Task to complete – Rewrite the items from the line with "Each instance of the willow" up to and including the line with "[[209, 47], [481, 80], [378, 82]]", putting "image coordinates" wherever "pixel coordinates" occurs and leaving everything else unchanged.

··········

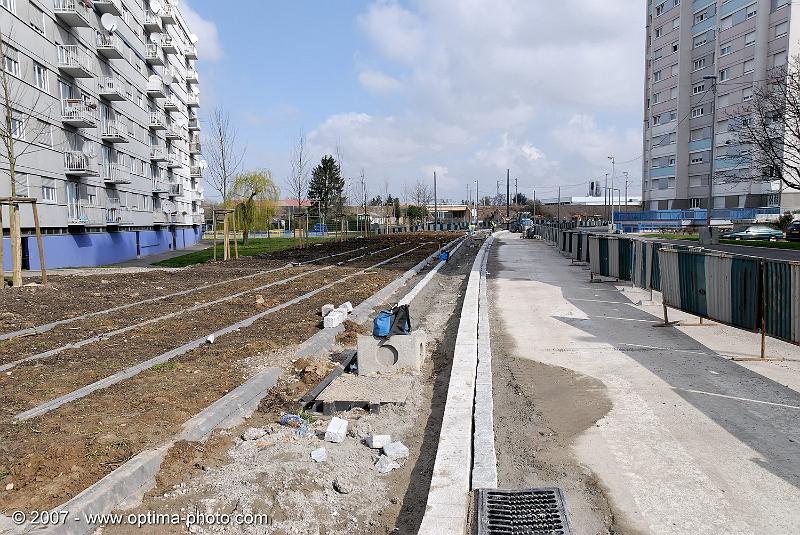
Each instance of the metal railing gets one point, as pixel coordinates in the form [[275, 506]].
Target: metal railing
[[74, 56]]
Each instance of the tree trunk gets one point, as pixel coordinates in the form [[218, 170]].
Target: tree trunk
[[16, 246]]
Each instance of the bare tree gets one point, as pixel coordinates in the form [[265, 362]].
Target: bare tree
[[765, 132], [297, 181], [22, 126], [222, 153]]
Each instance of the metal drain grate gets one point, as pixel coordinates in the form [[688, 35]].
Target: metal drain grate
[[524, 512]]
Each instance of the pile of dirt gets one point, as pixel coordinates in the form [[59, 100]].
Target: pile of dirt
[[349, 337]]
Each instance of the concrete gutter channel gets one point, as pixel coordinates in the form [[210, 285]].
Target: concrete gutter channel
[[465, 457], [128, 483]]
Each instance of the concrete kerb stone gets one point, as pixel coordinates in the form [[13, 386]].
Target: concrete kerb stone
[[448, 497]]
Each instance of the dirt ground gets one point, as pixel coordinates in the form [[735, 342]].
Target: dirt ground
[[53, 457], [274, 474], [534, 447]]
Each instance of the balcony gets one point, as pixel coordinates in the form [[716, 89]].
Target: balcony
[[175, 190], [113, 173], [169, 44], [158, 154], [74, 61], [152, 54], [173, 133], [172, 103], [77, 164], [108, 45], [192, 77], [78, 113], [173, 160], [160, 187], [74, 13], [109, 6], [156, 89], [109, 88], [82, 214], [114, 132], [152, 22], [157, 121]]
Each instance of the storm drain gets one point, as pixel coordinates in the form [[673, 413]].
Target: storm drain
[[525, 512]]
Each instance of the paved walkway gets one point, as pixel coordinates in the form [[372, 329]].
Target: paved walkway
[[693, 442]]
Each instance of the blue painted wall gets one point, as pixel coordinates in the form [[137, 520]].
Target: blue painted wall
[[103, 248]]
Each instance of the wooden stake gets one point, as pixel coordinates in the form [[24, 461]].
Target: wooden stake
[[39, 244], [2, 270]]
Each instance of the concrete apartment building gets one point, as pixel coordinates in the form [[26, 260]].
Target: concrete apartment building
[[739, 42], [108, 104]]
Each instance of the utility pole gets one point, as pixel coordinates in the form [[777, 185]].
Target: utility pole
[[435, 205], [613, 172], [508, 199], [710, 200]]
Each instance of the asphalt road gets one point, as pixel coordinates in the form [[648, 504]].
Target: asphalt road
[[692, 443]]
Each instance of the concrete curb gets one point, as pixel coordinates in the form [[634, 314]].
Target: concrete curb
[[448, 497], [484, 461]]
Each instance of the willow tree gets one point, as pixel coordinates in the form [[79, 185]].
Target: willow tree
[[256, 198]]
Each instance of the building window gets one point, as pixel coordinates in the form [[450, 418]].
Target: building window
[[40, 76], [11, 60], [49, 193]]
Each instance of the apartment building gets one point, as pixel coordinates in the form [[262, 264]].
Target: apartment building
[[105, 108], [688, 41]]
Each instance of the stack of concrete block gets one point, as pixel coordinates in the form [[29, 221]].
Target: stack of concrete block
[[401, 353]]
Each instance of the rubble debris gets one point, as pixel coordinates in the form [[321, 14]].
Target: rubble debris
[[386, 465], [320, 455], [396, 451], [378, 441], [337, 430]]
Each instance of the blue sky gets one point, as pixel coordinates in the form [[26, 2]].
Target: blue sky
[[467, 88]]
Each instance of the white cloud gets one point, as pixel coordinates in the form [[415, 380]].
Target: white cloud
[[209, 47], [481, 80], [378, 82]]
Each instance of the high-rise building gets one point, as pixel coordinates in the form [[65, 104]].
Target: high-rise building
[[691, 45], [104, 98]]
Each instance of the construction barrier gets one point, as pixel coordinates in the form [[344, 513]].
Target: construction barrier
[[721, 287], [781, 288]]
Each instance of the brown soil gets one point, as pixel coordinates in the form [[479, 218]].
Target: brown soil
[[53, 457]]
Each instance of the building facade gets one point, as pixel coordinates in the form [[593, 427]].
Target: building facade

··········

Output below –
Each instance of the willow tree gets one point, as image coordinates in the form [[79, 185]].
Target: willow tree
[[256, 198]]
Each instance of the building window gets one point, as image coordinates in the form [[450, 418]].
Target: building window
[[40, 76], [11, 60], [49, 193]]
Each instance of the apartment building gets one point, as image coordinates in the form [[262, 264]].
Target: apartment building
[[105, 108], [688, 41]]
Each instance of the stack of concrete block gets one point, as image coordinates in the form [[29, 221]].
Target: stack of concrete block
[[401, 353]]
Each instance of the rubble debris gets one point, as image coordinates in the form [[321, 14]].
Target: rubble debris
[[386, 465], [320, 455], [396, 451], [378, 441], [337, 430]]
Each instance of the blue sky gets one point, as image coordinates in the form [[26, 2]].
Target: blue sky
[[467, 88]]
Each instance of the white cloud gets one point, as image coordinates in the form [[415, 380]].
Target: white cloud
[[209, 47], [481, 80], [378, 82]]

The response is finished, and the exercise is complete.